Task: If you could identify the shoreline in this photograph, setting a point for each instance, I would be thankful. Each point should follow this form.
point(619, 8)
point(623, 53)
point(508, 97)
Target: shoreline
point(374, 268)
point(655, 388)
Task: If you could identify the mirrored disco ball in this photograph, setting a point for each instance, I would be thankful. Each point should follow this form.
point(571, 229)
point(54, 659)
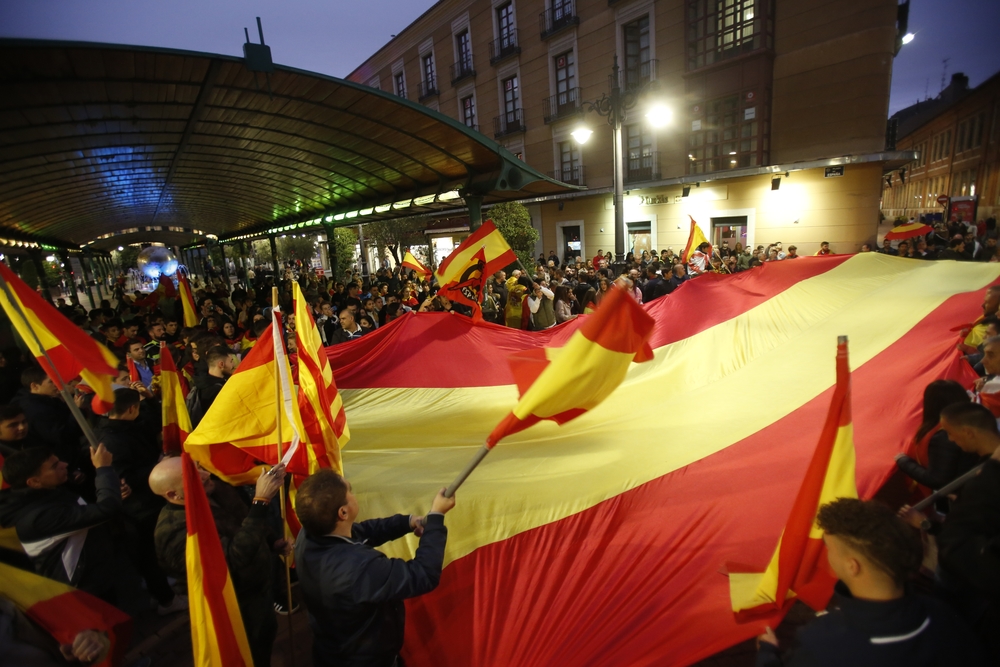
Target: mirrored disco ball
point(155, 260)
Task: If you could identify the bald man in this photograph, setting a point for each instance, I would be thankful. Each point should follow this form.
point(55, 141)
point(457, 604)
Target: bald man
point(246, 541)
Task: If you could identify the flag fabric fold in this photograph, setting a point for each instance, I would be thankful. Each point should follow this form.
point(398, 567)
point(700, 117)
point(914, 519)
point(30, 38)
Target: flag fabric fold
point(73, 353)
point(560, 384)
point(462, 275)
point(218, 637)
point(798, 566)
point(63, 611)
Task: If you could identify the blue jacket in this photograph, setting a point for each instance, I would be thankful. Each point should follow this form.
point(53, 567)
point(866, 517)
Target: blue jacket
point(355, 594)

Short task: Find the line with "Task: If you could identify the mirrored" in the listing and extract it and all lines after it through the end, exactly, without the pictures.

Exercise result:
Task: If you could identify the mirrored disco ball in this photograph, setting a point for each instance, I would be thankful. Each point should follow this form.
point(571, 229)
point(54, 659)
Target: mirrored disco ball
point(155, 260)
Task: If you could identify the bald man in this photograph, setting a point for each instance, I would be thankful. Each point should follow this form.
point(55, 141)
point(457, 604)
Target: bald man
point(246, 541)
Task: If you could identify the flag fabric fold in this photograph, setting a point for each instance, I would be thankful. Each point should follow this form.
point(398, 567)
point(700, 117)
point(914, 519)
point(30, 38)
Target: flag fabric fold
point(73, 353)
point(560, 384)
point(462, 275)
point(218, 637)
point(798, 566)
point(63, 611)
Task: If you could identify the blue jacket in this photograph, setting a point for each instance, I would be thankful. Each point should follow this form.
point(53, 567)
point(866, 517)
Target: blue jacket
point(355, 594)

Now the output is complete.